Input for this task →
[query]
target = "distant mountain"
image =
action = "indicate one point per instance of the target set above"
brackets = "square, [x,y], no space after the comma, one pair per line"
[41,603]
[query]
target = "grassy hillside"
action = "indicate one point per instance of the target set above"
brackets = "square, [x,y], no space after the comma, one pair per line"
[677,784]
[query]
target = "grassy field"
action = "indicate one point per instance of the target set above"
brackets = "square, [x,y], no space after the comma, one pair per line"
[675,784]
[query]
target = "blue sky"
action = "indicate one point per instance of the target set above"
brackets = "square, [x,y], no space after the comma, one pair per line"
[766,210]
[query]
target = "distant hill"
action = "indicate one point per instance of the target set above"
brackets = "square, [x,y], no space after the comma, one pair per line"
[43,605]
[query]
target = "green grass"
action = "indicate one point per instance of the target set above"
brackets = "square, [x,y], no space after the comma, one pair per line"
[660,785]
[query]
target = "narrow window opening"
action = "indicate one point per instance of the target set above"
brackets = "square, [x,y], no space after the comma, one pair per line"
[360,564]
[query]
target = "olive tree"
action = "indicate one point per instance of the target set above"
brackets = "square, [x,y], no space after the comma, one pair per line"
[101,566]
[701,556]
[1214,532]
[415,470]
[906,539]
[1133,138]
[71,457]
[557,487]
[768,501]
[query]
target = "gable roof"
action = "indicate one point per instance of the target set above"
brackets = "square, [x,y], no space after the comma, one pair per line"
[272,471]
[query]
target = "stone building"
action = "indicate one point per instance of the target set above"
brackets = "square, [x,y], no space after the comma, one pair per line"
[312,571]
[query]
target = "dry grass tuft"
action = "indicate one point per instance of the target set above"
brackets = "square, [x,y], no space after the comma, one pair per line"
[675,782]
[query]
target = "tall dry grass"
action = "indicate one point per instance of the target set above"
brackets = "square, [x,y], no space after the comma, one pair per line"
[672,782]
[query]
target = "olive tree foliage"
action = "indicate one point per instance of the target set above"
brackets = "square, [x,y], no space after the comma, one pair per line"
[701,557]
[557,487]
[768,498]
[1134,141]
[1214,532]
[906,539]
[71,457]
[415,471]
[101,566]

Task to complete → Using the listing above, please repeat every entry exactly.

Answer to this problem →
[query]
target = "distant mountain"
image =
action = "indicate one point per instance of the target set above"
brackets = "square, [x,y], no space after the comma, one pair per line"
[41,603]
[query]
target = "grassy hillside"
action = "indicate one point per instance of the target set above"
brackets = "square, [x,y], no space after the comma, one pair per line"
[677,784]
[query]
target = "grassy field"
action = "indicate one point per instance of the target set above"
brackets = "square, [x,y], no space after the comma, one pair per line"
[675,784]
[query]
target = "blue sky"
action = "indicate one point per instance of the target set above"
brackets = "square, [x,y], no space after the comma, one pair per line"
[766,210]
[query]
target = "distant hill"
action = "indicate one point per instance of the target set above"
brackets = "square, [x,y], no space after the comma, one pair per line"
[43,605]
[query]
target = "green grass"
action = "indicate one point per instance of the target set above"
brackets = "square, [x,y], no space after the comma, one pair per line"
[660,785]
[query]
target = "narrow window opening"
action = "indicate one point per instance of the target set above"
brackets = "square, [x,y], no space after the comma, one pair per line"
[360,564]
[query]
target = "olive tree"
action = "indicate one point per instance of the target set above"
brackets = "square, [x,y], no space after the comma, one pair per line"
[101,566]
[701,556]
[1214,532]
[415,470]
[906,539]
[1133,138]
[71,457]
[557,487]
[768,501]
[query]
target = "gable roof"
action = "indicate one point per instance of the target set above"
brackets = "square, [x,y], no space after the comma, one pair per line"
[272,471]
[query]
target = "stone building"
action = "indicate one point per instance of the target set above"
brackets = "square, [x,y], no space after the comma, one pair per line"
[312,571]
[query]
target = "dry grass tuft"
action = "indicate one point per instance of the target set above"
brackets = "square, [x,y], no space after the comma, one pair per line"
[675,782]
[query]
target = "tall dry grass"
action = "indicate one point per instance of the target set above"
brackets = "square, [x,y], no space after the comma, one pair per line"
[672,782]
[query]
target = "olive tree foliage"
action = "indicate one point per instance of the target set above"
brackets = "square, [x,y], no space after the comma, one pair per line"
[701,557]
[557,487]
[768,498]
[1134,141]
[1214,532]
[906,539]
[71,457]
[415,471]
[101,566]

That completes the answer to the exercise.